- **EXERCISE REQUIREMENTS**:
A) In the integral question, why can A be rewritten as one half of an integral over the whole real line?
B) Copy the records word for word, starting from the beginning and going on through the line with "positive clicks: (30, 127)". Leave out the pictures.

Segment Start: PASSAGE FOR REVIEW

I need to calculate the following integral:
$$
\boxed{I= \int_{0^+}^{t} \int_0^\infty f'(t')\, \omega^2 \cos(\omega(t'-t))\, d\omega\, dt'}
$$
where $t>0$, $t' \in (0,t]$ and $f'(x)$ is the derivative of the function $f$.
My attempt:
First I define
$$
A= \int_0^\infty \omega^2\cos(\omega \, a) \, d\omega
$$
using the fact that $\omega^2\cos(\omega \, a)$ is even in $\omega$,
$$
A= \frac{1}{2} \int_{-\infty}^{\infty} \omega^2\cos(\omega \, a) d\omega
$$
expressing the cosine as a sum of exponentials,
$$
A= \frac{1}{4}\int_{-\infty}^{\infty} \omega^2 \left[ e^{-i \omega (-a)}+e^{-i \omega a}\right] d\omega
$$
The Fourier transform of a polynomial is given in: https://en.wikipedia.org/wiki/Fourier_transform#Distributions,_one-dimensional
$$
\int_{-\infty}^{\infty} x^n e^{-i \nu x} dx = 2 \pi i^n \delta^{(n)}(x)
$$
where $\delta^{(n)}(x)$ is the n-th derivative of the Dirac-delta distribution.

Segment End: PASSAGE FOR REVIEW
Segment Start: DATA IN THIS EXERCISE

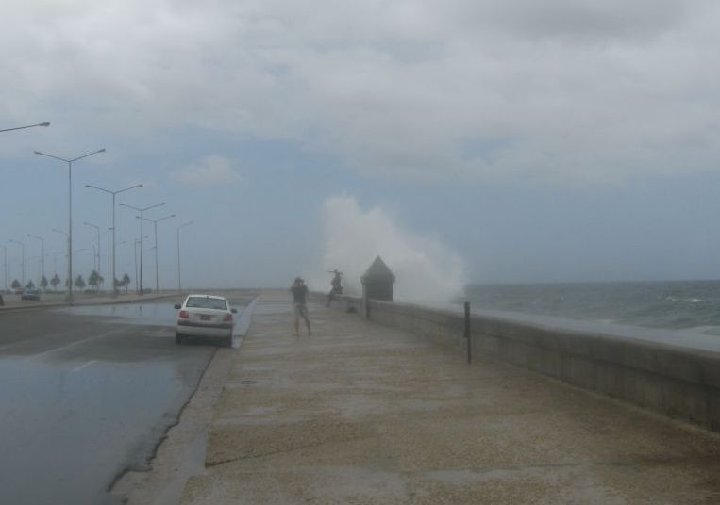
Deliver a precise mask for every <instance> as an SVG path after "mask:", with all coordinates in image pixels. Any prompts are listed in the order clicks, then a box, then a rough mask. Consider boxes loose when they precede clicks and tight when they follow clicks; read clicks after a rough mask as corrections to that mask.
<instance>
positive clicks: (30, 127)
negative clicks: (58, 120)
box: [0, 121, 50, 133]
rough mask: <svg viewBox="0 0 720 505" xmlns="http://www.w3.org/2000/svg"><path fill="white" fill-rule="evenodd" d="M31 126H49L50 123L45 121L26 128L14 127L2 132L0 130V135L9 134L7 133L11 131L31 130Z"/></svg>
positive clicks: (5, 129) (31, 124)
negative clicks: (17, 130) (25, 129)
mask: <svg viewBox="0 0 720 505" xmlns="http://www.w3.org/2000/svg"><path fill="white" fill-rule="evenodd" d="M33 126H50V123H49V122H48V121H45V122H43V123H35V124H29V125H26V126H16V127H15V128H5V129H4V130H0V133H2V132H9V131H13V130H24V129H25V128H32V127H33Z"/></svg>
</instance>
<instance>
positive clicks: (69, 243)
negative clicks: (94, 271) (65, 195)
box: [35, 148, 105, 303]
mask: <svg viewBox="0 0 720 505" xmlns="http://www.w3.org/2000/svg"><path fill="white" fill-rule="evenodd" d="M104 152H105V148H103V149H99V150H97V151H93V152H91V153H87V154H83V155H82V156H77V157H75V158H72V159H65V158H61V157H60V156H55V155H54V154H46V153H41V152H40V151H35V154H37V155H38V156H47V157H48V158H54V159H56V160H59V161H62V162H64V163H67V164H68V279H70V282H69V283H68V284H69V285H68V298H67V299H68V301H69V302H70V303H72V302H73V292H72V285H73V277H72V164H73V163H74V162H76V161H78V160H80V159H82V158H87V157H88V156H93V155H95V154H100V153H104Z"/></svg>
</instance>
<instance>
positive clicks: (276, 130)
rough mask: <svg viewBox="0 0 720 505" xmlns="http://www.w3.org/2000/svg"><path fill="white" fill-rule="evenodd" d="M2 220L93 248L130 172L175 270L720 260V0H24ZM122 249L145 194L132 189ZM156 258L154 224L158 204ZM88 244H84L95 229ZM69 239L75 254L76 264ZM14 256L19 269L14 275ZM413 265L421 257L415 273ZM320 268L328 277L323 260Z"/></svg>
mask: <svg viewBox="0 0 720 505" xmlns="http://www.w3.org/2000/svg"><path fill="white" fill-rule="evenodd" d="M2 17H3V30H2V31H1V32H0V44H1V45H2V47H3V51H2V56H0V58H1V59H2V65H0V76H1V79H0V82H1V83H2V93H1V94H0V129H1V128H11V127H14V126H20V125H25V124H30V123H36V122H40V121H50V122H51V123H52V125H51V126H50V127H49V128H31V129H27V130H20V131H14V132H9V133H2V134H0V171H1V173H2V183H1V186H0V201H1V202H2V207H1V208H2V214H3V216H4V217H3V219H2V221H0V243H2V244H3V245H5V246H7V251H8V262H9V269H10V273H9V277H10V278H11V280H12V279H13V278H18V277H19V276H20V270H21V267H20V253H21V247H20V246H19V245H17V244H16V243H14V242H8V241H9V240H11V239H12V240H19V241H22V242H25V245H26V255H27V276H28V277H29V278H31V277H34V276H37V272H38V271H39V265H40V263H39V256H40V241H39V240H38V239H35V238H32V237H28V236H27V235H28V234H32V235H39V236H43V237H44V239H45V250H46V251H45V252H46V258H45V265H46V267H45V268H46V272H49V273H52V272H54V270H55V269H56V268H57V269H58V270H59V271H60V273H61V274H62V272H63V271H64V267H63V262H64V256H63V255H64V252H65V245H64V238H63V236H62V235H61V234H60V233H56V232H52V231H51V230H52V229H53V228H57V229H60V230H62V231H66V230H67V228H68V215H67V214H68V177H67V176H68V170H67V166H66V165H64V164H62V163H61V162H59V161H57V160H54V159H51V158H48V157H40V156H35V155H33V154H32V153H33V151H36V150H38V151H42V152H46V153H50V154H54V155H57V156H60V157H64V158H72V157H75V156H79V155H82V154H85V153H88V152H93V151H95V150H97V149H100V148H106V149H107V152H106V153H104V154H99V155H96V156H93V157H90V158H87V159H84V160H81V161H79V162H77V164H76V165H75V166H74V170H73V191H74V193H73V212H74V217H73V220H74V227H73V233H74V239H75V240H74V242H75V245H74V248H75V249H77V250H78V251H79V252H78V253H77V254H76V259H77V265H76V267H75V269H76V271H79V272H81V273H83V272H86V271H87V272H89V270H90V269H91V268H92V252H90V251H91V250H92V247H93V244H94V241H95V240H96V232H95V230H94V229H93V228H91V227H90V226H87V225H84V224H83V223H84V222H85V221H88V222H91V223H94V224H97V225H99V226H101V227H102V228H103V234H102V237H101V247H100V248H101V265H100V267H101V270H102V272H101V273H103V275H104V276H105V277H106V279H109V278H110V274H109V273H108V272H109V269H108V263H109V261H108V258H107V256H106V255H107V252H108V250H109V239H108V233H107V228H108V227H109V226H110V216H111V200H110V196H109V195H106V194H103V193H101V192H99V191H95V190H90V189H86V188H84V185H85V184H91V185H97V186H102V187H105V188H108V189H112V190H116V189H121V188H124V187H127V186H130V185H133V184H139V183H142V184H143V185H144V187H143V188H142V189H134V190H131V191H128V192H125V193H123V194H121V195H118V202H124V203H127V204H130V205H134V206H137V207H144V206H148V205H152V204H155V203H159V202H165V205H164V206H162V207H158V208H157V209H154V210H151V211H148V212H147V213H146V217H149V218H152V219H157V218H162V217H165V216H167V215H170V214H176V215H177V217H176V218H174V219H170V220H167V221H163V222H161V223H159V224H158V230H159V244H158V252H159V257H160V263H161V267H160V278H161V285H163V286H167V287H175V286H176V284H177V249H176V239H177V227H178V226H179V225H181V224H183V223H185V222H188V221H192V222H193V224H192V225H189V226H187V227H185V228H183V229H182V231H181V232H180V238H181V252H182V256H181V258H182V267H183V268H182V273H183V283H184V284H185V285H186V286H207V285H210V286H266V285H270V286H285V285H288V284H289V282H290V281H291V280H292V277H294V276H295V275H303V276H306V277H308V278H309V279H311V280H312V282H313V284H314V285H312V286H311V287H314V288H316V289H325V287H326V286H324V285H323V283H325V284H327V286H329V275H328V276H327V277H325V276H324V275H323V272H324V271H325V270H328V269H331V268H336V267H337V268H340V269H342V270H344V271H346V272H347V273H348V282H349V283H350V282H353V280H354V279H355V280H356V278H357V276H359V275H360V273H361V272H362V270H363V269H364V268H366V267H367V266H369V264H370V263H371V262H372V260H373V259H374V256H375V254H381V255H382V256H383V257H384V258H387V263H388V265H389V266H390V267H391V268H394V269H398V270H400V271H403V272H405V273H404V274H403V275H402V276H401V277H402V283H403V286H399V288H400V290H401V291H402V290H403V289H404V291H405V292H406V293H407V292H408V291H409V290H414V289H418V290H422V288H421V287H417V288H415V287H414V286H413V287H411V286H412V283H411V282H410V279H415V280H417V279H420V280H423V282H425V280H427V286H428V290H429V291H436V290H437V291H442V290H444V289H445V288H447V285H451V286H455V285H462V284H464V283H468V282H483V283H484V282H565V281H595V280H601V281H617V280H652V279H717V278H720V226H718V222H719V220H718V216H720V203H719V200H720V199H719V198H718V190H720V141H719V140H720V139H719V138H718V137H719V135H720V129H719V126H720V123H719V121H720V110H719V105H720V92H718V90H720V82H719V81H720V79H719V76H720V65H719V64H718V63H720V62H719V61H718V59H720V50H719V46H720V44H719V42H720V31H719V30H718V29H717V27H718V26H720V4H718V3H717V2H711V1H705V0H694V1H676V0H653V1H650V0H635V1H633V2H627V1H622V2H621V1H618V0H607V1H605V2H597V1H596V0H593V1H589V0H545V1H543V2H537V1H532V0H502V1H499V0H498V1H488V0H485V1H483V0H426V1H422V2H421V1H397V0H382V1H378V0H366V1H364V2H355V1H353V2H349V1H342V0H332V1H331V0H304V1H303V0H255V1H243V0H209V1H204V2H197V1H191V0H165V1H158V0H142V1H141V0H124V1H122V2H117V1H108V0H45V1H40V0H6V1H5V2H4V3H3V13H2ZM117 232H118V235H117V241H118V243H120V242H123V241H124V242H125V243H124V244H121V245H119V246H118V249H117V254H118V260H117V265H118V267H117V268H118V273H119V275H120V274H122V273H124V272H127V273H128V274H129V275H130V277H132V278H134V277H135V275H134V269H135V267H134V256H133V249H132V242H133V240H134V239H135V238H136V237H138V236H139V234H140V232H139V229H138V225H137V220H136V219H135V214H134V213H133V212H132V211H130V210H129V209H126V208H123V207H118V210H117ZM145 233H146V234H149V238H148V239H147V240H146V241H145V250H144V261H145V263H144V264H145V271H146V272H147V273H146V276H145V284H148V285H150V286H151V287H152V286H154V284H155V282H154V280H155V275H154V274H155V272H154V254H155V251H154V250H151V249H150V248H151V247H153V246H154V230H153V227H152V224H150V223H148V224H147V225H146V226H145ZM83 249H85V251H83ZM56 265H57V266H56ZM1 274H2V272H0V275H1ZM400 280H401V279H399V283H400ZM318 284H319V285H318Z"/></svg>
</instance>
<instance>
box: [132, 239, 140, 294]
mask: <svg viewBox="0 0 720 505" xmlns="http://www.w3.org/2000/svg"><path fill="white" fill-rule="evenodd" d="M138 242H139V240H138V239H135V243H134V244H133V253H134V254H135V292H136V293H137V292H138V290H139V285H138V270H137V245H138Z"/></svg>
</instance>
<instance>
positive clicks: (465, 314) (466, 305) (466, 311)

Segment End: DATA IN THIS EXERCISE

- **SOLUTIONS BY TASK**:
A) The integrand ω²cos(ωa) is even in ω. So the integral from 0 to ∞ equals half the integral from −∞ to ∞.

B)
Deliver a precise mask for every <instance> as an SVG path after "mask:", with all coordinates in image pixels. Any prompts are listed in the order clicks, then a box, then a rough mask. Consider boxes loose when they precede clicks and tight when they follow clicks; read clicks after a rough mask as corrections to that mask.
<instance>
positive clicks: (30, 127)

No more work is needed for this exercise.